#### [Provided records]
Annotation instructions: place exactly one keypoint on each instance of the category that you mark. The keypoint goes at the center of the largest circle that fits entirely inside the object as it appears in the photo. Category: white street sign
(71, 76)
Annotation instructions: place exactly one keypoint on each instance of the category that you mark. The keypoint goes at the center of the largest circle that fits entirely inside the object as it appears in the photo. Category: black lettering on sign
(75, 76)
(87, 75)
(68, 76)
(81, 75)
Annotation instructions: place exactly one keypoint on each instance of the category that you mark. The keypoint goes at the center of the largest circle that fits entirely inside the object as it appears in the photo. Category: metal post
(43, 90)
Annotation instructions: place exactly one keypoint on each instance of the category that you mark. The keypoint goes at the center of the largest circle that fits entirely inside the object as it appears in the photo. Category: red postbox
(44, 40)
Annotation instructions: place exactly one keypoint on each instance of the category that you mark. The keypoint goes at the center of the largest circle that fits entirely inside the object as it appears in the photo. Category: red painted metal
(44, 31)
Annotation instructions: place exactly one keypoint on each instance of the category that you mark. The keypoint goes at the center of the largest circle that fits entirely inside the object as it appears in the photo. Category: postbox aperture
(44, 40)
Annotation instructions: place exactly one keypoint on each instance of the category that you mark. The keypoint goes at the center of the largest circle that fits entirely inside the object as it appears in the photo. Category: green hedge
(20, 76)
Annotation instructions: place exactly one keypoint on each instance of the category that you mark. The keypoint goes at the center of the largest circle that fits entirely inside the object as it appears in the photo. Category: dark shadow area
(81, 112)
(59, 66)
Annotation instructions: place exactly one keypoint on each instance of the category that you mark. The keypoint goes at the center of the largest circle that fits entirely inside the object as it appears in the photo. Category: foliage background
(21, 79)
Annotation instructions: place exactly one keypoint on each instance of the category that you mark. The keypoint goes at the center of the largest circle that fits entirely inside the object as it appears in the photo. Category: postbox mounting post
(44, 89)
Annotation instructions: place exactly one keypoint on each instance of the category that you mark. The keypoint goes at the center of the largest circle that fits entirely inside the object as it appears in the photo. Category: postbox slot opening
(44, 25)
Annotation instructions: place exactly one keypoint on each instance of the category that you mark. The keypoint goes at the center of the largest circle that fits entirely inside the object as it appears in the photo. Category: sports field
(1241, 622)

#### [To do]
Copy every one of the records above word for word, keeping each line in its original order.

#### [Final answer]
Annotation instructions: place exactly one keypoint on each instance of the category that you mark. The keypoint goes at the center of the largest circle that fits entirely inside the object as it appears in the photo. Category: white street sign
(71, 76)
Annotation instructions: place exactly one keypoint on each instance of the category that you mark. The keypoint goes at the center of the largest circle that fits entirely inside the object as it appears in the photo. Category: black lettering on sign
(75, 76)
(87, 75)
(68, 76)
(81, 75)
Annotation instructions: place exactly one keypoint on each instance of the category that you mark. The keypoint goes at the center of the largest circle that fits entirely inside the object as it appears in the photo. Category: metal post
(43, 90)
Annotation instructions: place exactly one keypoint on each instance of the category that you mark. The keypoint goes at the center of the largest circle that fits entirely inside the object as it appears in the photo. Category: red postbox
(44, 40)
Annotation instructions: place exactly one keypoint on each instance of the category that you mark. The keypoint goes at the center of the largest circle that fits entirely inside the object as it appears in the photo. Category: red painted metal
(44, 31)
Annotation instructions: place exactly one keypoint on each instance of the category that you mark. The keypoint goes at the center of the largest circle that fits entirely inside the object as it appears in the photo. Category: postbox aperture
(44, 40)
Annotation instructions: place exactly one keypoint on each instance of the category that you mark. The keypoint goes at the center of the largest circle that fits entirely inside the object as it appears in the photo. Category: green hedge
(20, 76)
Annotation instructions: place exactly one keypoint on each instance of the category that you mark. The keypoint goes at the center of the largest circle that fits entirely inside the object as it appears in the photo. Category: dark shadow area
(81, 112)
(59, 66)
Annotation instructions: place exactly one keypoint on each instance of the category that you mark. The keypoint goes at the center of the largest circle that fits entirely inside the object as it appears in the photo. Category: foliage background
(21, 79)
Annotation instructions: place exactly one keypoint on each instance of the category that you mark. The keypoint goes at the center of the largest circle that fits entirely inside the object as it appears in the photo. Category: postbox mounting post
(44, 89)
Annotation instructions: place exactly one keypoint on each instance of the category that you mark. The keypoint goes at the center of the largest circle that fits entirely inside the object as it appears in the photo. Category: postbox slot opening
(44, 25)
Annotation instructions: place exactly one keypoint on each instance of the category that you mark. The keypoint goes at the center of the largest circle that fits entirely inside the object as it appears in the photo. Category: sports field
(1241, 622)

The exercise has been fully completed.